* SELECTION:
= = = = = = =
Materialized view created.

select * from account_balances
order by accno,value_date;

no rows selected

exec dbms_mview.refresh('ACCOUNT_BALANCES')

PL/SQL procedure successfully completed.

select * from account_balances
order by accno,value_date;

     ACCNO VALUE_DAT    BALANCE
---------- --------- ----------
         1 01-JAN-07         80
         1 02-JAN-07        120
         2 02-JAN-07       -150

insert into bookings(accno,value_date,debit,credit) values(1,to_date('20070103','yyyymmdd'),30,0);
1 row created.
commit;
Commit complete.

select * from account_balances
order by accno,value_date;

     ACCNO VALUE_DAT    BALANCE
---------- --------- ----------
         1 01-JAN-07         80
         1 02-JAN-07        120
         2 02-JAN-07       -150

exec dbms_mview.refresh('ACCOUNT_BALANCES')

PL/SQL procedure successfully completed.

select * from account_balances
order by accno,value_date;

     ACCNO VALUE_DAT    BALANCE
---------- --------- ----------
         1 01-JAN-07         80
         1 02-JAN-07        120
         1 03-JAN-07        150
         2 02-JAN-07       -150



This is far from real-world usage of course. I'm still wondering on putting something like this into real usage, mainly because I personally fail to see how to answer questions like "what is the balance for this account as of this date". The mview cannot be on commit refresh, because we don't want to serialize inserts into bookings.
= = = = = = =
* EXCERPTED RECORDS:
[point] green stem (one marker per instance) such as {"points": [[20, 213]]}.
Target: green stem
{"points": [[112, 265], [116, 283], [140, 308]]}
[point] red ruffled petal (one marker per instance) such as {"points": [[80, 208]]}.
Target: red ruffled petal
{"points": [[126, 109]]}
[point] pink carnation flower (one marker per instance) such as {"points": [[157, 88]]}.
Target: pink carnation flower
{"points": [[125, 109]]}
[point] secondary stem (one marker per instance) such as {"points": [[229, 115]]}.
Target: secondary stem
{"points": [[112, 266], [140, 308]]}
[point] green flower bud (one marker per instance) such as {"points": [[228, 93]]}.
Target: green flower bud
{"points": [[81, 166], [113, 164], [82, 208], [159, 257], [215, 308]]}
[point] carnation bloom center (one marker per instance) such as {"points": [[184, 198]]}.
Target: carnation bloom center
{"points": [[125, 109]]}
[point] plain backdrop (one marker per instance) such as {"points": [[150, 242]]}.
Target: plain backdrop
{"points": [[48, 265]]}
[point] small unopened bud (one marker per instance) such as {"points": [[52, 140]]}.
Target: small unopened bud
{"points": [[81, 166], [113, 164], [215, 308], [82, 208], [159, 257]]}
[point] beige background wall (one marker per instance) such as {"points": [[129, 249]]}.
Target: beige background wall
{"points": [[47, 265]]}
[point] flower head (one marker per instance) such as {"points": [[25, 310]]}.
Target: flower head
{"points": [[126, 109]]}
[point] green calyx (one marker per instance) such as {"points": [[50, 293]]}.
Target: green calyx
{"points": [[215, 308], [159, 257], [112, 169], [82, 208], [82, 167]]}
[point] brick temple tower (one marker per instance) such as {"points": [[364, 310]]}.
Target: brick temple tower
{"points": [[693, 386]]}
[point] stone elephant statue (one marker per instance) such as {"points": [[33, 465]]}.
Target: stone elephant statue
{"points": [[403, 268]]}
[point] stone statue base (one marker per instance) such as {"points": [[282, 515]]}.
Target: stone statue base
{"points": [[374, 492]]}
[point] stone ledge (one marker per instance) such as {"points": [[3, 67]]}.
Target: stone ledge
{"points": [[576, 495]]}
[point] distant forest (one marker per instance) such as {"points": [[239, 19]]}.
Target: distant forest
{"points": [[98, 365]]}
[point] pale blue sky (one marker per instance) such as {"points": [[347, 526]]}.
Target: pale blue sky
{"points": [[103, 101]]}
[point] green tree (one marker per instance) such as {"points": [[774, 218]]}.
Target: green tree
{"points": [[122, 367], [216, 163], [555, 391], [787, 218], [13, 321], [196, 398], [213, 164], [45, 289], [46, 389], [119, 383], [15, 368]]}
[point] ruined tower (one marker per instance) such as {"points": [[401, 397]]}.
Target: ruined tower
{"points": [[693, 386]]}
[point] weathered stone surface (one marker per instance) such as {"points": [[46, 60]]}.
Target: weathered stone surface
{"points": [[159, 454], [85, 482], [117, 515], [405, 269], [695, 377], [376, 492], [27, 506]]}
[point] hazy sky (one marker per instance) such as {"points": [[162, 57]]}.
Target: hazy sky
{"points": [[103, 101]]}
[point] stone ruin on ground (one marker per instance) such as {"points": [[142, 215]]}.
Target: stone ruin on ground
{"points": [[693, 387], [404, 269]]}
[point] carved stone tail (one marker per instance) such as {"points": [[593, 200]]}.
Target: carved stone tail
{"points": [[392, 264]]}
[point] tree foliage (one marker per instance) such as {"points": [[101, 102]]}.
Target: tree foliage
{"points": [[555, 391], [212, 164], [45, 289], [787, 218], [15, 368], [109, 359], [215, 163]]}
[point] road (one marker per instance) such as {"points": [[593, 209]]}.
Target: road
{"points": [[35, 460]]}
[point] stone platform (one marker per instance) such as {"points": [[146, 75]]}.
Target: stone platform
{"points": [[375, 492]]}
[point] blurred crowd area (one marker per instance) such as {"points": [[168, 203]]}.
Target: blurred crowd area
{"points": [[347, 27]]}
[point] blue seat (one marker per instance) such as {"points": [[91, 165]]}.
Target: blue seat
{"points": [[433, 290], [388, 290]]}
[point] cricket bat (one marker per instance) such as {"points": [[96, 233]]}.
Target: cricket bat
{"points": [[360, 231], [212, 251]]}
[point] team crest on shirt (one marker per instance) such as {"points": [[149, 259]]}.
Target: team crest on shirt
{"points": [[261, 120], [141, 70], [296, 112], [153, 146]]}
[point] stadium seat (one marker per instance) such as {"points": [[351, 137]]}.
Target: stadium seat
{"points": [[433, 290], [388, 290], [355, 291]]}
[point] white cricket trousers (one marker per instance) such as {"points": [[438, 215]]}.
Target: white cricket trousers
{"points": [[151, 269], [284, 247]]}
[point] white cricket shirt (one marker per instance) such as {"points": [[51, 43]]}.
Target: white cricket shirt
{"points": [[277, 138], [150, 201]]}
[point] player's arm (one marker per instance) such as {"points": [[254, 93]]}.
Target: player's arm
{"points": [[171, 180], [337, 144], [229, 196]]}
= = = = = = =
* OBJECTIVES:
**1.** In the SQL excerpt, what reason is given for why the materialized view cannot be refreshed on commit?
**2.** Write out the stretch of the SQL excerpt from "This is far" through "inserts into bookings.", swapping "mview" for "materialized view".

* ANSWERS TO THE PROBLEMS:
**1.** Refreshing on commit would serialize inserts into bookings, which is not wanted.

**2.**
This is far from real-world usage of course. I'm still wondering on putting something like this into real usage, mainly because I personally fail to see how to answer questions like "what is the balance for this account as of this date". The materialized view cannot be on commit refresh, because we don't want to serialize inserts into bookings.